#### Document extract
Research into deep geothermal energy on the Balmatt site

In February 2021, the Board of Directors of VITO decided to restart the deep geothermal power plant on the Balmatt site in Mol for a one-year research programme. The main objective is to better understand the hydraulic and seismological characteristics of the subsurface reservoir.

Balmatt deep geothermal power plant 2.0

Preliminary research has led to a number of adjustments to the geothermal power plant on the Balmatt site and to the seismometer network. The main aim of the modifications is to enable more accurate research into the cause of the induced vibrations and to assess the risks of surface vibrations as accurately as possible. 

First and foremost, the plant is now equipped with a voltage protection device to deal with the consequences of a power failure. In addition, a pressure maintenance system has been installed at the injection well, which is currently being fine-tuned. Because the release of gas from the pumped water can also lead to pressure fluctuations, the VITO researchers have reduced the chance of degassing occurring in the injection well by increasing the operating pressure and extending the injection tubing. Based on the observation that a higher pump flow caused an increased injection pressure, the pump was replaced with a type that can deliver lower flows than the original pump.

Refined seismometer network

An extremely important modification was the refinement of the seismometer network. The researchers can now rely on 16 seismometers, positioned at different locations and depths, ranging from the ground surface (close to the centre of Dessel) and from 30 m to 2 km deep.

The extension was necessary in order to:

  • detect more low magnitude vibrations (from ML corr 0.0);
  • determine the location of the vibrations more accurately;
  • gain a better understanding of the source mechanisms;
  • obtain information on the strength of the vibrations at the surface;
  • to find out how often vibrations of a certain magnitude occur (magnitude-frequency relationship).

The more detailed information obtained in this way should provide a better understanding of the seismological behaviour of the deep subsurface beneath Mol and Dessel, the causes of the microseismicity, and the relationship between the activities at the geothermal site and the vibrations, and ultimately allow a better assessment of the seismic risk.

#### Directives
1/ Please answer these questions from the Balmatt geothermal text:
(a) In what month and year did the VITO Board of Directors decide to restart the plant?
(b) What kind of pump replaced the original one?
(c) How many seismometers does the refined network now have?
2/ Continue the Balmatt geothermal text from its last sentence.

#### Supplied records
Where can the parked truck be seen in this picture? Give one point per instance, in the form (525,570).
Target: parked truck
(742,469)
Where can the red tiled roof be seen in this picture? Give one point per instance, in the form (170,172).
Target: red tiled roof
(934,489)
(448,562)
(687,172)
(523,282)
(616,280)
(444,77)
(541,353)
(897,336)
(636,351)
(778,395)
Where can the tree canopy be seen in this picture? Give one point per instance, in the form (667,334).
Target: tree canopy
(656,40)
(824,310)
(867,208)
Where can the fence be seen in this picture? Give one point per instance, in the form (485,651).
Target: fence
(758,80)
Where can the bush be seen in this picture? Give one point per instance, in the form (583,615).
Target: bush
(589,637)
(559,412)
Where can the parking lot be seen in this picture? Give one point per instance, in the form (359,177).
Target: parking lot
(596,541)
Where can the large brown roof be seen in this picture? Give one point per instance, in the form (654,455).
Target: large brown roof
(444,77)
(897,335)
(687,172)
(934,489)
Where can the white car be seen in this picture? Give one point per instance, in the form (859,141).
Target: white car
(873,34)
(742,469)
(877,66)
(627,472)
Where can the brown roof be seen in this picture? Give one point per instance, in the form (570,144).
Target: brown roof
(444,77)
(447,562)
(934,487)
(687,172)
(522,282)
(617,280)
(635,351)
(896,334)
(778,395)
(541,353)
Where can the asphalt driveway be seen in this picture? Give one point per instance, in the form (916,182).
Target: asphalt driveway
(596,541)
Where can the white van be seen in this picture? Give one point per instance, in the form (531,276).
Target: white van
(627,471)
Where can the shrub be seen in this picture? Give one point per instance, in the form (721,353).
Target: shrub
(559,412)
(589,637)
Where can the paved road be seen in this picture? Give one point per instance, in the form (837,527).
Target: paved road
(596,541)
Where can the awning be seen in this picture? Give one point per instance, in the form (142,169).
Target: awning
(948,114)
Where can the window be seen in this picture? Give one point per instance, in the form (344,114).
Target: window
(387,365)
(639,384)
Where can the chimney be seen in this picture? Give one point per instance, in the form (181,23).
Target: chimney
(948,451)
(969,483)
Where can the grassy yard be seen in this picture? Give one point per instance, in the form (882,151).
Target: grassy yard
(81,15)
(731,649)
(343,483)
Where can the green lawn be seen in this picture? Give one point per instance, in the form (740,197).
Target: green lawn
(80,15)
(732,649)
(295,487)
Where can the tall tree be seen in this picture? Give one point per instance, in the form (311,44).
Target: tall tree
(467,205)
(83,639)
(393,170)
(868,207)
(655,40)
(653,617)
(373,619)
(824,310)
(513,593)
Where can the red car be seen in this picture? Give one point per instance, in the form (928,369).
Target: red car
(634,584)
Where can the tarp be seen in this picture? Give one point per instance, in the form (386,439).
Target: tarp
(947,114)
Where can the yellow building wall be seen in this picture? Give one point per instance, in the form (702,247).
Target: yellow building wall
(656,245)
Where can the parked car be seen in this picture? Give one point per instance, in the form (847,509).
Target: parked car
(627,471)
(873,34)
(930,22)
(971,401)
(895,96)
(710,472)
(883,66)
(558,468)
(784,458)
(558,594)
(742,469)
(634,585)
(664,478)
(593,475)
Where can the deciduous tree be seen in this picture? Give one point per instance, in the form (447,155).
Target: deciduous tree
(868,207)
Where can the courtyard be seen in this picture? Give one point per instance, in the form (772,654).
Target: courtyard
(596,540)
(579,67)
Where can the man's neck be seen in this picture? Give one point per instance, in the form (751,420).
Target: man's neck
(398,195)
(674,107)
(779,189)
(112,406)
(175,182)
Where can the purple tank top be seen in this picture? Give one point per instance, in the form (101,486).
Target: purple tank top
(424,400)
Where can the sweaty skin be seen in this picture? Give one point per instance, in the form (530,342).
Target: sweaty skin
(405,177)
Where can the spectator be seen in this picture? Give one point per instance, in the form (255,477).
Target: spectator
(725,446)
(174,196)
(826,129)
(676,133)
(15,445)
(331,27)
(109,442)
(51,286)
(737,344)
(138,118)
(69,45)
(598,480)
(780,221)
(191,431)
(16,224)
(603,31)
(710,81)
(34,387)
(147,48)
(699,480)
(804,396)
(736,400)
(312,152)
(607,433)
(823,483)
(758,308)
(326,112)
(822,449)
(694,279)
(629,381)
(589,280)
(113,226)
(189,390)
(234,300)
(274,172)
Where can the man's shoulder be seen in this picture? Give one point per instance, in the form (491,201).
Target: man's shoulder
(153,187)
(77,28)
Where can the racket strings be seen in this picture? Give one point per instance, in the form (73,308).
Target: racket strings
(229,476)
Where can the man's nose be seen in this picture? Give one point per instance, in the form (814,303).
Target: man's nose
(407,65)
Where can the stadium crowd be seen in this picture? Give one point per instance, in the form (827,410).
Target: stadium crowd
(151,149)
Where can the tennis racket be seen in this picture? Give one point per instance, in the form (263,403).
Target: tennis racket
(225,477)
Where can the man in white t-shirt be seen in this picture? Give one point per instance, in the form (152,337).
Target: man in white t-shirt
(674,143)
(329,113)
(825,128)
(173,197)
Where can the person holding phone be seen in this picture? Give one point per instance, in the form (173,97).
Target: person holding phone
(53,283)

#### Answers
1/
(a) February 2021
(b) A type that can deliver lower flows than the original pump
(c) 16

2/
Towards a safe sustainable energy source

Between February and April 2021, final preparations were made for the restart. The first tests took place on 20 April. Initially, the tests were intended to check that the installations and components were still functioning properly. Gradually, the system pressure of the installations was increased to more than 50 bar in order to prevent the release of gases from the pumped brine.

Step by step, the test phases became longer and the flow rate increased. The maximum flow rate at which the brine was produced and injected was 25 m³/hr. This resulted in a maximum injection pressure of approximately 90 bar. The last and so far longest test phase started at the end of November 2021 and is still ongoing in mid-February 2022. The longer test phases allow more reliable estimates to be made of the flow characteristics of the reservoir. In addition, the researchers evaluate the adjustments already made to the plant.

From November 2021 to November 2022, four test phases passed, including a few lasting more than four months. In the process, the plant pumped 206 000 m³ of water and supplied 7 935 MWh of heat to the heat network of VITO, SCK-CEN and Belgoprocess. This brings the total of all test phases to a saving 912 500 m³ of natural gas, equivalent to the average annual consumption of 466 households.

Update 16/11/2022

The extensive seismometer network detects more and smaller vibrations. Of 254 vibrations, location and magnitude could be determined. Typically, the magnitude is between ML corr -0.7 and 0.1. In 7 vibrations, the ML was 1.0 or more. One of these occurred during the start-up of test phase 11. Then the seismic monitoring network at and around the geothermal power plant detected a tremor with a magnitude of ML of 2.1 on 16 November 2022 around 10am (08:59:04 UTC). This tremor was felt in the immediate area.

Based on the magnitude and peak ground acceleration (PGA), the tremor occurred in the red range of the stoplight system of the geothermal power plant. This means the power plant was shut down in a controlled manner. Further steps will be determined after additional investigation of the vibrations that occurred in cooperation with external experts and in consultation with the responsible authorities.

At the request of VITO, the residents of Mol and Dessel have reported what they felt from this vibration. This will allow researchers to accurately map the above-ground effects of the vibration.